** begin RECORDS TO USE **
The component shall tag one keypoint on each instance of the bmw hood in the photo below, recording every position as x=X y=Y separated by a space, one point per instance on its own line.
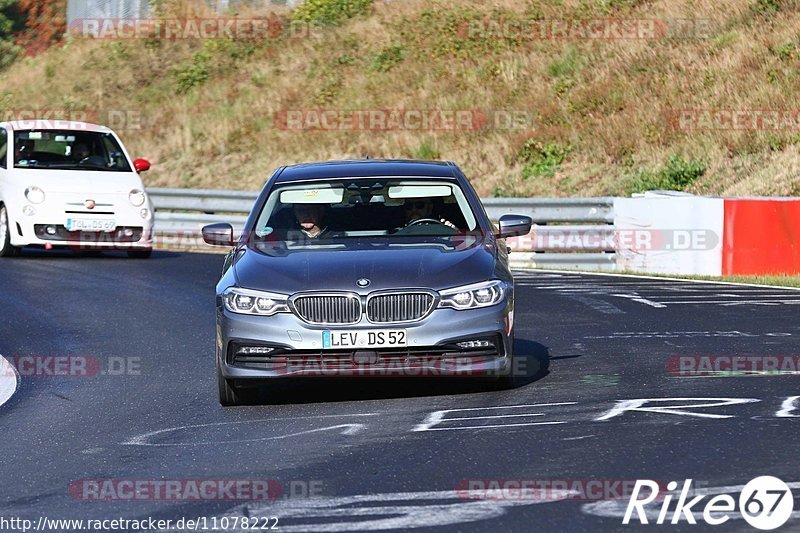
x=385 y=268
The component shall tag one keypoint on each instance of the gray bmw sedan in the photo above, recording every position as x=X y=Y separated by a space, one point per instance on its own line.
x=364 y=268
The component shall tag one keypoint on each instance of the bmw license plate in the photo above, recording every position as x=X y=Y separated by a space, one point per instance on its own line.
x=376 y=338
x=90 y=224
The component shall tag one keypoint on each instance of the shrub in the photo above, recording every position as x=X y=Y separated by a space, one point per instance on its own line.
x=192 y=74
x=387 y=58
x=329 y=12
x=677 y=174
x=542 y=159
x=426 y=152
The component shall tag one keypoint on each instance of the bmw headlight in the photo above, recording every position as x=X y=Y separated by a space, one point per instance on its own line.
x=34 y=195
x=249 y=302
x=473 y=296
x=137 y=197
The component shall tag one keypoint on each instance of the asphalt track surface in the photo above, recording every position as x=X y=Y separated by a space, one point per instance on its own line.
x=382 y=454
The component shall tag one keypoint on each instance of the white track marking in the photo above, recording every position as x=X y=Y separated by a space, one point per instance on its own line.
x=632 y=276
x=788 y=406
x=438 y=417
x=624 y=406
x=636 y=298
x=9 y=380
x=145 y=438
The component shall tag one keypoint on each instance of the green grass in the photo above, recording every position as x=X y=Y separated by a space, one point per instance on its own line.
x=778 y=280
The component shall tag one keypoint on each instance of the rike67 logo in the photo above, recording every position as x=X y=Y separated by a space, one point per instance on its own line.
x=765 y=503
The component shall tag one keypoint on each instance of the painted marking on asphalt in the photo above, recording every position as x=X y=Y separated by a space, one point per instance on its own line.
x=636 y=298
x=438 y=417
x=624 y=406
x=598 y=305
x=683 y=335
x=9 y=380
x=145 y=439
x=582 y=274
x=787 y=407
x=384 y=511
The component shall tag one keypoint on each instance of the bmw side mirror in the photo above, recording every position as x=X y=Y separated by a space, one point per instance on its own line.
x=218 y=234
x=513 y=225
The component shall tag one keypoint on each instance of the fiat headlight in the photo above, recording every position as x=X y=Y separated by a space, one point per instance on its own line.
x=137 y=197
x=34 y=195
x=249 y=302
x=473 y=296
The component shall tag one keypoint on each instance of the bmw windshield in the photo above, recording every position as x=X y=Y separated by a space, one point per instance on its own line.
x=394 y=211
x=69 y=150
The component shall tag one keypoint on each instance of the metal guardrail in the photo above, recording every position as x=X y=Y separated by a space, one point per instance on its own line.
x=181 y=213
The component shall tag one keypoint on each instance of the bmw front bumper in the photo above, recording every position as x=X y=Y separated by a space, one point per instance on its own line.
x=432 y=350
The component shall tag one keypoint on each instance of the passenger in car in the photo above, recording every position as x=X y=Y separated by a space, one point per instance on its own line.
x=418 y=209
x=23 y=151
x=310 y=223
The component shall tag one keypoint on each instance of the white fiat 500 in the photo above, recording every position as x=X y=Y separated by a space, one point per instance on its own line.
x=71 y=184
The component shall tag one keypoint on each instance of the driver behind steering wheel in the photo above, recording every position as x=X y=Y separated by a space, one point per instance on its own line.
x=81 y=152
x=421 y=209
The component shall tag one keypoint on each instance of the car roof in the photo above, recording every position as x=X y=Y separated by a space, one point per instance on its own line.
** end RECORDS TO USE **
**WORK INSTRUCTIONS**
Switch every occurrence of "keypoint" in the entries above to "landmark" and reproduce the entries with all else unchanged, leaving out the pictures.

**CORRECT RESPONSE**
The component shall tag one landmark on each instance of the bmw hood in the photo below, recording every position as x=X y=Y separated by a space, one point per instance on its own line.
x=385 y=268
The component shall tag one landmark on each instance of the gray bmw sedan in the photo above, recording every position as x=X y=Y separated by a space, one point per instance on its own line.
x=364 y=268
The component shall tag one landmark on each instance of the bmw license plate in the photo above, recording every position as x=X y=Y separated by a space, one point per instance on its own line.
x=376 y=338
x=90 y=224
The component shall tag one landmark on each instance of the shrub in the photo above, recording every position as x=X y=Y separated by a space, one point per instance on its own line.
x=192 y=74
x=387 y=58
x=329 y=12
x=677 y=174
x=542 y=159
x=426 y=152
The component shall tag one landmark on each instance of the bmw headlight in the photo above, recording every position as x=X y=Y separated by a space, one point per instance on its own line.
x=34 y=195
x=249 y=302
x=473 y=296
x=137 y=197
The component shall tag one landmark on each instance of the asphalt track surface in the photo above, recording every position as x=X y=Y separated by a space, one point per instance on its own line.
x=382 y=454
The component shall tag one landmark on each instance of the white track marking in the photo above, recording every position as x=X y=Y separated by a space, one point per instance on its own line.
x=632 y=276
x=788 y=406
x=438 y=417
x=624 y=406
x=636 y=298
x=9 y=380
x=145 y=438
The component shall tag one landmark on each instance of the green grass in the photo above, recording every position as x=X y=Y separated by a space, one point per instance on its own line.
x=778 y=280
The component shall tag one landmark on each instance of the rike67 logo in the photo above, recording every position as x=X y=Y separated by a space, one point per instance on its own line.
x=765 y=503
The component shall tag one landmark on each instance of the painted marking on asphalt in the photo above, recording every position as x=X y=Y separated by a space, one point per instance on its own line.
x=636 y=298
x=438 y=417
x=624 y=406
x=598 y=305
x=683 y=335
x=9 y=380
x=145 y=439
x=582 y=274
x=787 y=407
x=384 y=511
The component shall tag one landmark on each instance of the bmw side mirror in the photo above, recording every position as x=X y=Y separated by a space, one point per instance on its own line.
x=218 y=234
x=513 y=225
The component shall tag one landmark on each instance of the fiat headlight in the photo above, recording every position as x=X y=Y separated by a space, one point per instance on its own line.
x=137 y=197
x=34 y=195
x=249 y=302
x=473 y=296
The component shall tag one landmark on each instance of the bmw windshield in the photo above, recording every position as x=X y=Y separated by a space, one point per instance on its own line.
x=394 y=211
x=69 y=150
The component shall tag one landmark on each instance of the metal guardrail in the photo above, recording every position as x=X y=Y separated by a space, one point per instance on its own line.
x=181 y=213
The component shall tag one landmark on each instance of the bmw front bumper in the photo above, recording every position as x=X y=Y separated by a space, one point per instance on its own line.
x=432 y=350
The component shall tag one landmark on each instance of the passenger in car in the photo above, recording every position as x=X y=Y separated by a space, one point per instance on its own line.
x=418 y=209
x=23 y=151
x=310 y=223
The component shall tag one landmark on each instance of the white fiat 500 in the photo above, recording every position as x=X y=Y separated by a space, one point per instance on its own line.
x=71 y=184
The component shall tag one landmark on each instance of the driver behind steering wheel in the photo above, recording every position as x=X y=Y separated by a space, one point per instance on its own line.
x=81 y=152
x=421 y=209
The component shall tag one landmark on each instance of the car roof in the photo above, recording every position as x=X y=Y separated by a space, one point per instance on its own line.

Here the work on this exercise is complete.